(Dataset items)
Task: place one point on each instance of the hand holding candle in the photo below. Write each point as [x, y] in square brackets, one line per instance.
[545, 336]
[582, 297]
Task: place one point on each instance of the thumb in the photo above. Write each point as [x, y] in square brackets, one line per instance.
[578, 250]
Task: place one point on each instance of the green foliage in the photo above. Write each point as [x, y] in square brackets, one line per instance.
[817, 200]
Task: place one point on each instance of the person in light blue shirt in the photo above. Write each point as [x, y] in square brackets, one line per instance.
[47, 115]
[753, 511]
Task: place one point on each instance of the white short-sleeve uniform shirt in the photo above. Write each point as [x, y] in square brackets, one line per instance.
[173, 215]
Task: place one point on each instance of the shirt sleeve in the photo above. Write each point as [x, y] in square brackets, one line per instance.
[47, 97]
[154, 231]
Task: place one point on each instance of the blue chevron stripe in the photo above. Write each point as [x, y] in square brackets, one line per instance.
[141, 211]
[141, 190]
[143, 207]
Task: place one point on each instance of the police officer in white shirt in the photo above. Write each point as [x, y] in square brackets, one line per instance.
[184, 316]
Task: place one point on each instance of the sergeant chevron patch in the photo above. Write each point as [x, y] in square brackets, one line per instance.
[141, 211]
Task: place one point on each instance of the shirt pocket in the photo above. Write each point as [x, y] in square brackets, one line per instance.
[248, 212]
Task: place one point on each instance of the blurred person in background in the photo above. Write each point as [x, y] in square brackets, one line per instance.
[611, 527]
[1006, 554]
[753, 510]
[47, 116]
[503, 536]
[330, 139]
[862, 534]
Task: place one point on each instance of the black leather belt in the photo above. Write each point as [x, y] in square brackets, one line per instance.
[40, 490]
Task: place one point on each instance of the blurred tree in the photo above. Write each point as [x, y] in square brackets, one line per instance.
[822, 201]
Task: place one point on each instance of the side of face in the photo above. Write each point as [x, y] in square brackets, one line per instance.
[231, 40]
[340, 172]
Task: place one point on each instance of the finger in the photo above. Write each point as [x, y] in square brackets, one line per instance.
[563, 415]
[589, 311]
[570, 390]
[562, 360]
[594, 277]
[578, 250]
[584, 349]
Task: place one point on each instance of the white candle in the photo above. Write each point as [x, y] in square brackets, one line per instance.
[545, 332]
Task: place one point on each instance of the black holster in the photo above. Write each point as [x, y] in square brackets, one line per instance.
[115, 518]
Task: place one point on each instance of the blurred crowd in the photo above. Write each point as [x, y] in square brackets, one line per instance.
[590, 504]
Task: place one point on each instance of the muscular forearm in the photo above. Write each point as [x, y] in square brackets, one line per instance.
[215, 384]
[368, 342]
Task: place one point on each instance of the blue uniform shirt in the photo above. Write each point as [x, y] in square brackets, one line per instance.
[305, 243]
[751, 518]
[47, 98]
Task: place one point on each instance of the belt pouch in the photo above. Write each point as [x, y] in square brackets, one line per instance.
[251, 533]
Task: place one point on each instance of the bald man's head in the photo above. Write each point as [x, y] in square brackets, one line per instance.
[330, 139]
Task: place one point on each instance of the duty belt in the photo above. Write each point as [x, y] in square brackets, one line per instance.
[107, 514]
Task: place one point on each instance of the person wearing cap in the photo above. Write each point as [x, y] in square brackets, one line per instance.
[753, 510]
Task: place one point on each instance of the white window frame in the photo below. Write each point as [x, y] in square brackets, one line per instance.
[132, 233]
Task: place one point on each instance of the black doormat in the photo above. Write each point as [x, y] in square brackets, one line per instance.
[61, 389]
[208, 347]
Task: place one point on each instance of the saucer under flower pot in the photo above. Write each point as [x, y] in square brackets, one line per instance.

* **EXERCISE DETAILS**:
Output all of the records above unchanged.

* **TASK RESULT**:
Task: place one point on each instance of the hand holding candle in the photo below. Write each point as [x, y] in square brackets, one line per instance.
[545, 336]
[582, 297]
Task: place one point on each instance of the thumb in the photo above. Write each point as [x, y] in square brackets, one line per instance.
[578, 250]
Task: place one point on each instance of the green foliage in the photo above. Write each point as [x, y] in square brackets, one line per instance.
[817, 200]
Task: place one point on each instance of the person in light blue shirt in the photo above. Write each point as [x, y] in square brackets, one line per instance.
[47, 115]
[753, 511]
Task: place one point on each instance of the white short-sleeve uniform shirt in the photo above. Write each point as [x, y] in square brackets, one line per instance.
[173, 215]
Task: place one point on each instance of the shirt sleeve in the photo above. Write each point as [x, y] in square brackets, one line per instance.
[47, 97]
[154, 231]
Task: place one point on each instance of the blue chevron stripe in the photo above. Write each point as [x, y] in square brackets, one line per instance.
[141, 211]
[141, 190]
[143, 207]
Task: place one point on each instance of the police officer in white shirt in the photo above. Write each point as [x, y] in square brackets, one line per instance.
[184, 316]
Task: place one point on each instance of the sergeant chevron patch in the photo above. Write each point as [x, y] in square brackets, one line per instance.
[141, 211]
Task: place one point on each instance of the shirt pocket in the photo above. Write each point as [x, y] in square brackets, one line per instance.
[248, 212]
Task: place one point on each instance of the blurred person in background in the photo above. Write each point as [x, y] in square brackets, one line per instance.
[611, 527]
[1006, 554]
[753, 510]
[47, 116]
[503, 536]
[330, 139]
[862, 534]
Task: place one point on each instance of the black leather belt in the photo above. Write each point as [x, y] in square brackets, one line per instance.
[40, 490]
Task: place one point on each instance of the blurred tree in the photo above. Write each point as [x, y] in square brackets, one line per instance.
[822, 201]
Task: place one point on each instance of the side of face in the photo above. Write each point as [x, y] in square brackets, one line per instance.
[231, 40]
[340, 172]
Task: place one point on each instance of the finger in the photo above. Write each point as [x, y] in square brackets, one line per instance.
[563, 415]
[589, 311]
[570, 390]
[562, 360]
[594, 277]
[578, 250]
[584, 349]
Task: place one point on each instance of the white candle in the photo above. Write each point as [x, y] in square brackets, one line per instance.
[545, 332]
Task: place one point on each instance of the black holster in the photo above. Write each point as [x, y] in square brackets, one line per instance.
[115, 518]
Task: place one point on each instance of the blurred crowd in the photo above. Write each point as [x, y] in square brackets, one line per instance.
[590, 504]
Task: place one point on each instance of the muscular forearm in the photo above. Write each point as [x, y] in square brackets, one line per instance.
[215, 384]
[368, 342]
Task: place one point on each instance of the blue uniform shirt in the photo above. Write each point as [x, y] in square brackets, one line per instance.
[305, 243]
[751, 518]
[47, 98]
Task: place one point on each instance of the belt pouch in the photo above. Write each point as [x, y] in square brackets, one line per instance.
[251, 533]
Task: place one point on each instance of the bald man's head in the photo above. Write each point as [x, y] in square brackets, one line per instance.
[330, 139]
Task: place one point on each instance of the duty belt in the photo above. Write each point as [x, y] in square brackets, one line per instance.
[107, 514]
Task: place one point on each instance of the person wearing cap in the photo above. Write each point as [x, y] in square brackets, one line per instance.
[753, 510]
Task: place one point on each instance of the white window frame in the photo below. Write each point as [x, y] in square brackets, one line per instance.
[132, 233]
Task: place one point on each instance of the black doormat in the photo above. Write each point as [x, y] in square brackets, one line per instance.
[61, 389]
[208, 347]
Task: place one point on each instance of the saucer under flower pot in the photo above. Write each point as [x, y] in square brackets, one line per instance.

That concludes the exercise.